▶ **WHAT IS BEING ASKED**:
Print the line containing "Thank you for the photo. Please point out the beige" and all lines after it to the end of the records below, exactly as written. No pictures.

- Opening Delimiter -

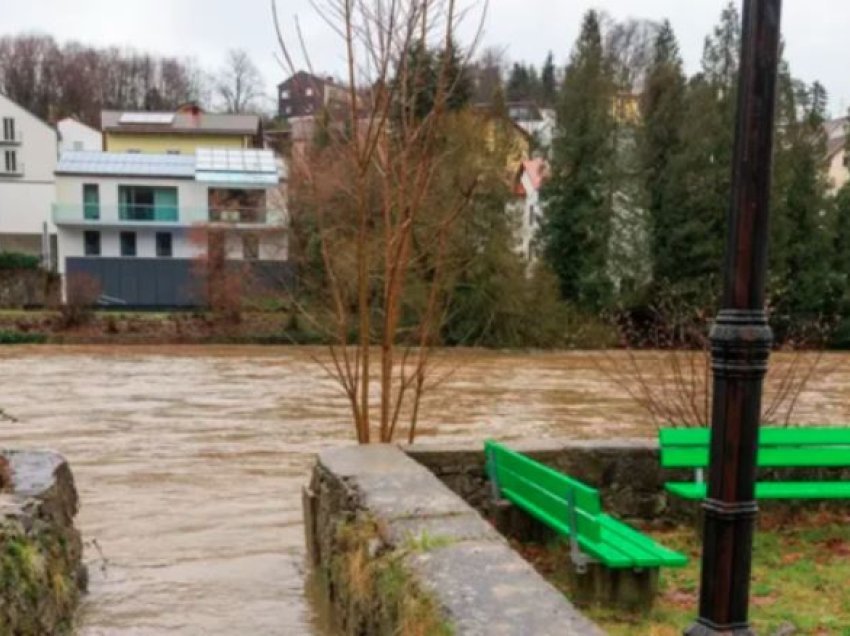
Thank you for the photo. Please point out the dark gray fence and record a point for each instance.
(166, 282)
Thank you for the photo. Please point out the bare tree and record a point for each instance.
(384, 208)
(239, 84)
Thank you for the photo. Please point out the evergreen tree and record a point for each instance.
(697, 184)
(577, 223)
(548, 88)
(810, 287)
(662, 107)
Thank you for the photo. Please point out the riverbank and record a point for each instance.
(138, 327)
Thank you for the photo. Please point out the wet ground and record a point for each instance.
(189, 461)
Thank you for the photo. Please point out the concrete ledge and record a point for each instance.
(453, 558)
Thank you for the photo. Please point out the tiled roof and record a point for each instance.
(110, 121)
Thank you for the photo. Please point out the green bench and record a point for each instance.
(573, 510)
(778, 448)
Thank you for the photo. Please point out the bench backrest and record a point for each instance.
(778, 447)
(543, 492)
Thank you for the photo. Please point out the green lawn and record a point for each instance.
(801, 577)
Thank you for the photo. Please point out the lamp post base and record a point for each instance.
(709, 629)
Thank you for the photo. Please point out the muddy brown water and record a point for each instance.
(189, 461)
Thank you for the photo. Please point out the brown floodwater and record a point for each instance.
(189, 460)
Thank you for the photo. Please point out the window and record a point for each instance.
(91, 201)
(8, 129)
(163, 244)
(11, 161)
(91, 243)
(250, 247)
(128, 243)
(145, 203)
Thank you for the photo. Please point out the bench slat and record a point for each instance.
(645, 550)
(773, 490)
(553, 504)
(770, 457)
(542, 492)
(768, 436)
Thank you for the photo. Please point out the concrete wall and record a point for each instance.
(43, 576)
(383, 533)
(74, 135)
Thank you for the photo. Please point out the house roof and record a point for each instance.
(180, 123)
(126, 164)
(217, 166)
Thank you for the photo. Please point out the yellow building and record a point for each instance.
(180, 132)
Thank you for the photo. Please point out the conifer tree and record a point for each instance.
(577, 223)
(662, 108)
(548, 88)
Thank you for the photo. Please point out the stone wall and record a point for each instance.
(395, 551)
(27, 288)
(41, 571)
(627, 472)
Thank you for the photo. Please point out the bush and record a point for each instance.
(16, 337)
(16, 260)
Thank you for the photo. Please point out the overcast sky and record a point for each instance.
(816, 31)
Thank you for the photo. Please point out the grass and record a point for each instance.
(801, 566)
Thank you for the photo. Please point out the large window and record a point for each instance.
(11, 161)
(163, 244)
(91, 201)
(91, 243)
(144, 203)
(8, 129)
(128, 243)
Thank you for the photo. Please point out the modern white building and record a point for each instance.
(27, 163)
(140, 224)
(75, 135)
(526, 205)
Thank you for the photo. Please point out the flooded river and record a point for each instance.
(189, 461)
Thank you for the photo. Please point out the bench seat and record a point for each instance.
(772, 490)
(543, 493)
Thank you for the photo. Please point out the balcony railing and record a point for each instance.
(126, 214)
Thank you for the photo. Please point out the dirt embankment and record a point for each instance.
(152, 328)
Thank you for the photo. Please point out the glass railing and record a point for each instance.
(99, 214)
(150, 213)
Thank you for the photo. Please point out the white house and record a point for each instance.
(75, 135)
(27, 163)
(140, 223)
(526, 205)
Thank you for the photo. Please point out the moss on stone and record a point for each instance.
(373, 589)
(38, 590)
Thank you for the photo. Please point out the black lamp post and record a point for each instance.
(740, 340)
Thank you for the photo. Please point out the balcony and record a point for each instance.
(92, 214)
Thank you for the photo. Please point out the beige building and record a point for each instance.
(837, 157)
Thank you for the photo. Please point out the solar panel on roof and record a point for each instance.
(236, 161)
(146, 118)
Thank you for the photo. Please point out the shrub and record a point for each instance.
(17, 260)
(16, 337)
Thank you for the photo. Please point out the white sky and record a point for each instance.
(816, 31)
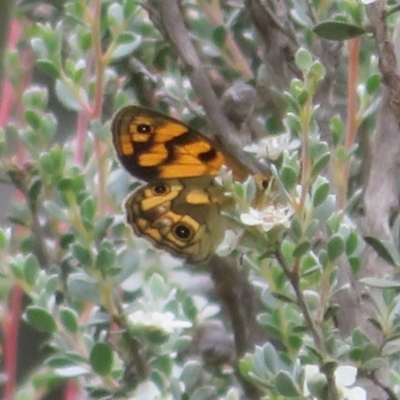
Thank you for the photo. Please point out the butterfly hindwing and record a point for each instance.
(182, 216)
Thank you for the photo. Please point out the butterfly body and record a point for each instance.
(180, 208)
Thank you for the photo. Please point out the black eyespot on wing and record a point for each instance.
(182, 232)
(160, 189)
(144, 128)
(208, 155)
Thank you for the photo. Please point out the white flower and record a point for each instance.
(267, 218)
(273, 146)
(164, 321)
(345, 376)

- Closing Delimiter -

▶ **EXERCISE RESPONSE**:
Thank you for the photo. Please point out the beige building and record a point for each instance.
(837, 157)
Thank you for the photo. Please point out the solar panel on roof and record a point for each instance.
(236, 161)
(146, 118)
Thank you for the photo. Please point out the shrub and record a point for each instance.
(17, 260)
(16, 337)
Thank you for the photo. Please point out the white sky and record a point for each instance.
(816, 31)
Thank you for the photo. Please point out the butterfly hindwing and record a point for each instance.
(182, 216)
Thank you for the photo. Please point out the butterfly body and record a point for each instance.
(180, 208)
Thank you for the photo. Please point out the black eyespot on wing and record a point for each instance.
(182, 232)
(160, 189)
(144, 128)
(208, 155)
Thank you for the photo. Please point out the white flower and record a point for each instance.
(267, 218)
(273, 146)
(164, 321)
(345, 376)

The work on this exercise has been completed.